** TO BE DONE **
Reproduce each of the following records word for word, keeping every line as it appears.

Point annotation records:
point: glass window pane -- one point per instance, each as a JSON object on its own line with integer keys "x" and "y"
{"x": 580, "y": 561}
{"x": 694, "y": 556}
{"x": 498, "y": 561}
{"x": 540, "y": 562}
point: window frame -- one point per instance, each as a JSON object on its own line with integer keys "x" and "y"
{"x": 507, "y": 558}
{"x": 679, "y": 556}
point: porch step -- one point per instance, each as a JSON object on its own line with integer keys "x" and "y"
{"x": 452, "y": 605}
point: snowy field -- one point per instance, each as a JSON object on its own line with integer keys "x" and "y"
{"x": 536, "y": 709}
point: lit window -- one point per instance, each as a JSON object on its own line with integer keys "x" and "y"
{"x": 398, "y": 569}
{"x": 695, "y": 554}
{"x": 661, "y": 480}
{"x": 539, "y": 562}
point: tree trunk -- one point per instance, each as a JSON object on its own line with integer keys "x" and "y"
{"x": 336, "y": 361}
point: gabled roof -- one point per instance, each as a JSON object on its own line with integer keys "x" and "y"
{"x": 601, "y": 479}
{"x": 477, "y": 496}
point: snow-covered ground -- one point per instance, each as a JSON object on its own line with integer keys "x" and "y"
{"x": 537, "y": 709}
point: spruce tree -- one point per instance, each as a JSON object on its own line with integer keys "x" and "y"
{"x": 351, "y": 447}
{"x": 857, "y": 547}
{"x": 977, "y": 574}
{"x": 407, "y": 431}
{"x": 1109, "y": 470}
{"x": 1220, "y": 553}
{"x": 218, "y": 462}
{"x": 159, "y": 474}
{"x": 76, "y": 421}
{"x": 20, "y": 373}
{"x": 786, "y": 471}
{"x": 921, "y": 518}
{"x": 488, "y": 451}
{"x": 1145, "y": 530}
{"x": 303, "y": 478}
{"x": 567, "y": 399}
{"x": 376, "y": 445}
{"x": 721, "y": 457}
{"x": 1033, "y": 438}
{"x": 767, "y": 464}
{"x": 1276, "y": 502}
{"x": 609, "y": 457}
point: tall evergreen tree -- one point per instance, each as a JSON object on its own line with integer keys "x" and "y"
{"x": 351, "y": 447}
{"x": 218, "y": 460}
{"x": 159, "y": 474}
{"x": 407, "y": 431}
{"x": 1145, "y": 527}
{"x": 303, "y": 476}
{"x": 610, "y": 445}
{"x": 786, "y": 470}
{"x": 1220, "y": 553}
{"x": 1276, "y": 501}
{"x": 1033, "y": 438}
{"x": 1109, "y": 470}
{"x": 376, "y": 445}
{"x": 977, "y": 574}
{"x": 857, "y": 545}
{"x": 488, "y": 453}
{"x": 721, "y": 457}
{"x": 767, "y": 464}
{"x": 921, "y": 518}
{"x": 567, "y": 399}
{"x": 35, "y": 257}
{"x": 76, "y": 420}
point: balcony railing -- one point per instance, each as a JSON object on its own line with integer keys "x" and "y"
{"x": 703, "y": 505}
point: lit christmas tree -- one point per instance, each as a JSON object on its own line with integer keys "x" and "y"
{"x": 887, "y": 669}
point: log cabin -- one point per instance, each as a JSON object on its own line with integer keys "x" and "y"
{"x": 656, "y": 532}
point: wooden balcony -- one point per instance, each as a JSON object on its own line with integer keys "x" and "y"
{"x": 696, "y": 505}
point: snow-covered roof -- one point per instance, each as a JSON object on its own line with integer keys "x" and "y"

** TASK OUTPUT **
point: glass window pane -- one point per instance, each as a JSON object on its own line with integer keys "x" and "y"
{"x": 580, "y": 561}
{"x": 694, "y": 556}
{"x": 498, "y": 561}
{"x": 540, "y": 562}
point: window frame -- one point per instance, each as a JSON object on its own line with integer keys "x" and "y"
{"x": 507, "y": 558}
{"x": 679, "y": 556}
point: porch step -- one point per instance, each as a JSON object on its own line with integer keys "x" and "y"
{"x": 452, "y": 605}
point: snowy field -- one point per instance, each as a JSON object on its own line with integer keys "x" and "y"
{"x": 536, "y": 709}
point: lit window -- one point per instance, each as a JSON object on its own line with integer keys "x" and "y"
{"x": 398, "y": 569}
{"x": 695, "y": 554}
{"x": 661, "y": 480}
{"x": 539, "y": 562}
point: tree trunk -- one point per instance, each as a JSON object on its own line with integer keys "x" and "y"
{"x": 336, "y": 361}
point: gabled roof -- one point per instance, each as a JSON object on its own line with integer keys "x" and "y"
{"x": 601, "y": 479}
{"x": 477, "y": 496}
point: snow-covered ground -- one point per instance, each as a JSON object on its own line with integer keys "x" and "y"
{"x": 537, "y": 709}
point: spruce tree -- one point per instance, each as a JSON object on its own line with integer keys "x" and "y"
{"x": 351, "y": 447}
{"x": 857, "y": 547}
{"x": 977, "y": 574}
{"x": 407, "y": 431}
{"x": 1109, "y": 470}
{"x": 1220, "y": 553}
{"x": 218, "y": 462}
{"x": 159, "y": 474}
{"x": 76, "y": 421}
{"x": 20, "y": 373}
{"x": 786, "y": 471}
{"x": 921, "y": 518}
{"x": 488, "y": 451}
{"x": 1145, "y": 530}
{"x": 303, "y": 478}
{"x": 567, "y": 399}
{"x": 376, "y": 445}
{"x": 721, "y": 457}
{"x": 1033, "y": 438}
{"x": 767, "y": 464}
{"x": 1276, "y": 502}
{"x": 609, "y": 457}
point: tall evergreen tree -- one point per instance, each as a JSON object on its own line with integer keys "x" and "y"
{"x": 351, "y": 447}
{"x": 218, "y": 460}
{"x": 159, "y": 474}
{"x": 407, "y": 431}
{"x": 1145, "y": 527}
{"x": 303, "y": 476}
{"x": 610, "y": 445}
{"x": 786, "y": 470}
{"x": 1220, "y": 553}
{"x": 1276, "y": 501}
{"x": 1033, "y": 438}
{"x": 1109, "y": 470}
{"x": 376, "y": 445}
{"x": 977, "y": 574}
{"x": 857, "y": 545}
{"x": 488, "y": 453}
{"x": 721, "y": 457}
{"x": 767, "y": 464}
{"x": 921, "y": 518}
{"x": 567, "y": 399}
{"x": 35, "y": 257}
{"x": 76, "y": 420}
point: balcony railing -- one point per instance, each as a JSON object on its own line with integer keys "x" and "y"
{"x": 703, "y": 505}
point: lit christmas tree -- one point per instance, each as a JSON object on its own line with integer keys "x" and "y"
{"x": 887, "y": 669}
point: log cabin -- one point per instance, each as a JSON object on its own line with integer keys "x" and "y"
{"x": 656, "y": 532}
point: wooden balcony -- one point per instance, each as a JSON object on its own line with integer keys "x" and "y"
{"x": 696, "y": 505}
point: snow-covered roof -- one point per instance, each as a JSON object on its own line with integer keys "x" and "y"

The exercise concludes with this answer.